### Given exercise
Please answer these questions about the forum post on the integral, one per line:
1. What condition on a does the post give?
2. Which method did the poster try first, and what did it produce?
3. What went wrong when the poster used series?

### Document passage
>>>>

# Evaluate the following integral : $\int\limits_0^{\infty}x\operatorname{arctanh}(x)e^{-ax^2}dx$

How I find this integral :

$$\int\limits_0^{\infty} x \tanh^{-1}(x)\ e^{-a x^2}\ dx$$ where $$a>1$$

I post same similar question but I don't know how I evaluate the above integral.

At first I use integral by part but I find divergent integral.

And also I use series same problems divergent series.

I think use for $$x>1$$ $$\operatorname{arctanh}x=\ln\left(\frac{1+y}{y-1}\right)+ \pi i$$

But problem in this ?

<<<<

Excerpts of location labeling data
>>>>

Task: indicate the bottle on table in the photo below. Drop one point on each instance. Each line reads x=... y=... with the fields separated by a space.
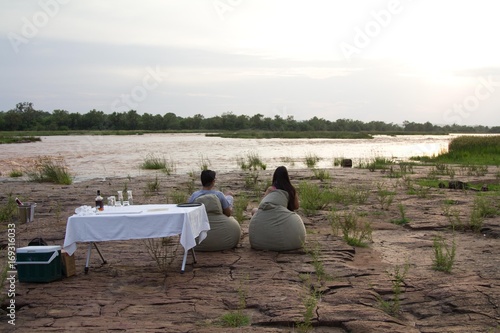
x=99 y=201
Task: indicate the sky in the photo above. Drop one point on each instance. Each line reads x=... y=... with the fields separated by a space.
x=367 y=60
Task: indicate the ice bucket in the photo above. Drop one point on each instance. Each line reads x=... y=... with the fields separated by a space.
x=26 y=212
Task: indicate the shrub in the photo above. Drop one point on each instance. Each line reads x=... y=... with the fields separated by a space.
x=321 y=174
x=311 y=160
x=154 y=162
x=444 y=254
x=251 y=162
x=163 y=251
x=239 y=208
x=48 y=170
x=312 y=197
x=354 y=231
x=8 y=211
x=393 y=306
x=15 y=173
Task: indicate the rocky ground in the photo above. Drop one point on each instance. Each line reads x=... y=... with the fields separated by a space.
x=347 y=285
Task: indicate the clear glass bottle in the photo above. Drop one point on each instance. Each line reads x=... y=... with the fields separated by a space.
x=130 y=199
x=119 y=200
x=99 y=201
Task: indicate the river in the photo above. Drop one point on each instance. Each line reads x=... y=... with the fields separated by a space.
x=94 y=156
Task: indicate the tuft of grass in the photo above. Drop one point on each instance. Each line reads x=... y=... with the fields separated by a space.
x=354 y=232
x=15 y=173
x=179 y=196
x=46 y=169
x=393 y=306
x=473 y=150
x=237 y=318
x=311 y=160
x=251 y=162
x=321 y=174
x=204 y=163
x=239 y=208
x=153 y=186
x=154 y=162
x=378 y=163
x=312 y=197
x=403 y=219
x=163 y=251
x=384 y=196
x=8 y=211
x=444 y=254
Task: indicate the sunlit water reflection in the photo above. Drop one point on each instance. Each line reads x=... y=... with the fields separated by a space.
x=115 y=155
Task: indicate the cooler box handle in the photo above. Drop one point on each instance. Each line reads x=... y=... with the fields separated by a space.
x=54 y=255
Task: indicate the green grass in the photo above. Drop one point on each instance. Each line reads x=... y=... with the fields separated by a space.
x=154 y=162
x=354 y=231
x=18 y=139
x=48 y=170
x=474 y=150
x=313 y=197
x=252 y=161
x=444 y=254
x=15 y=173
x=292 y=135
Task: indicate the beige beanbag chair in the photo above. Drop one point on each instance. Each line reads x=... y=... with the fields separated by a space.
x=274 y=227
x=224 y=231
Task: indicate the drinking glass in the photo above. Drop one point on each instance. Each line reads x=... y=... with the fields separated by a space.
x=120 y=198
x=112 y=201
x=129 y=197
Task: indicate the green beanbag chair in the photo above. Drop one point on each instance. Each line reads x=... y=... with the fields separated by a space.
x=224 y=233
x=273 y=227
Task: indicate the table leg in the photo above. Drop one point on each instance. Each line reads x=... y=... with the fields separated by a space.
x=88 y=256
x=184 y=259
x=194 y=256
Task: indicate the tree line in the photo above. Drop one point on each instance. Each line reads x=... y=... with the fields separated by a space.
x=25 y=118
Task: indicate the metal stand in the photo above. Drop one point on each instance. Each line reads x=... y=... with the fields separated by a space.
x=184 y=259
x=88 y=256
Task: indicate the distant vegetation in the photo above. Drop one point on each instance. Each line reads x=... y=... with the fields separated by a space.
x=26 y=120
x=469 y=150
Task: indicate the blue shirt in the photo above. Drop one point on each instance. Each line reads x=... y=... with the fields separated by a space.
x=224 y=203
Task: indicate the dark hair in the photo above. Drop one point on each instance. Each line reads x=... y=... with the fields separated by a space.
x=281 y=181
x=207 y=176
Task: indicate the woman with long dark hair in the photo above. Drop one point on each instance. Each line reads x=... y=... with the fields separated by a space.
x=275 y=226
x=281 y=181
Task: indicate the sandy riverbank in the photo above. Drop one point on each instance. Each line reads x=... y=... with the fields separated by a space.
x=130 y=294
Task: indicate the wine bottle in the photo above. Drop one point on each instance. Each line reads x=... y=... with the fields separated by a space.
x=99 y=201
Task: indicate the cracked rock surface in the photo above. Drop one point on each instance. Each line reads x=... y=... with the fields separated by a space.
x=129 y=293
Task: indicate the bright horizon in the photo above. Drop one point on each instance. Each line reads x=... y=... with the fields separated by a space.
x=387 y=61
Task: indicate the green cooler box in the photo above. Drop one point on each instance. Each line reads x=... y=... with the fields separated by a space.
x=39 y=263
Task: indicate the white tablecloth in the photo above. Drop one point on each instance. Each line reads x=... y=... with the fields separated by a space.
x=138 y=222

<<<<

### Response to the exercise
1. a > 1
2. Integration by parts, which produced a divergent integral.
3. The series was divergent.